Was verlangt wird -
Wann und wo erhält Johann Christoph laut dem Text über seine Wege in der Reichskirche die Priesterweihe?

Wege in der Reichskirche
Alle Brüder sind am Jesuitengymnasium von Dillingen als Studenten eingetragen. Am 1. März 1575 wird Johann Christoph als erster immatrikuliert. Er ist 12 Jahren Jahre alt. Seine gleichzeitige Aufnahme als Kanoniker in Ellwangen zeigt, dass ihn die Eltern für die geistliche Laufbahn bestimmt haben. In Ellwangen kann er das erledigte Kanonikat des Augsburger Fürstbischofs Johann Eglof von Knöringen übernehmen. Auch in Eichstätt erwirbt er 1580 ein Kanonikat. 1681 beginnt er die Studien an der Universität Ingolstadt, die er 1584/85 für einen Studienaufenthalt an der Universität Dôle[3] unterbricht. Im November 1586 ist er wieder in Ingolstadt. 1589 erhält er in Augsburg die Priesterweihe. Er residiert in den folgenden Jahren in Eichstätt, wo er 1592 als Dekan oder Dechant des Domkapitels gewählt wird. Dieses wichtige und auch einträgliche Amt bekleidet er zehn Jahre. Er ist im Domkapitel einer der wenigen Befürworter der Jesuitenberufung an das 1564 gegründete Collegium Willibaldinum. Der Widerstand der übrigen Domherren gegen den neuen Orden führt dann 1602 zur Schliessung der Schule. 1600 kann Johann Christoph ein weiteres Kanonikat in Augsburg erwerben.[4] Die Verbindung zu Augsburg ergibt sich durch Heinrich V. von Knörigen, der seit 1598 Fürstbischof von Augsburg ist und dessen Schwester Maria mit Wolfgang von Westerstetten verheiratet ist.[5] An der Wahl Knörigens fungiert Johann Christoph von Westerstetten als Kompromissär. Knörigen ist noch bis 1614 auch Kanoniker in Eichstätt.

Bereitgestellte Angaben -
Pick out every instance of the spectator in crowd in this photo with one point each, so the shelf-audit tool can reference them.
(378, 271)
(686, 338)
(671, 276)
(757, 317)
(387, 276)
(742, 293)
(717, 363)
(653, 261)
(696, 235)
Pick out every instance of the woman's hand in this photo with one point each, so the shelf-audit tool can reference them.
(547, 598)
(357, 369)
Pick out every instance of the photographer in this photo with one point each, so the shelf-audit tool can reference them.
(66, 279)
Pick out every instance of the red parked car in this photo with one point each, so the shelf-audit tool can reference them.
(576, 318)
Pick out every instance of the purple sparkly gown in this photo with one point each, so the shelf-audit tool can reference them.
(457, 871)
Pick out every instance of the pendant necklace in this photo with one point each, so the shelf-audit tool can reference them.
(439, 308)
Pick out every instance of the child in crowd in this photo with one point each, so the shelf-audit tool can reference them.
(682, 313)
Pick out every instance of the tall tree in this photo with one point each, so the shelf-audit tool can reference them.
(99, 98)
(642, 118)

Lösung zur Aufgabe -
1589 in Augsburg.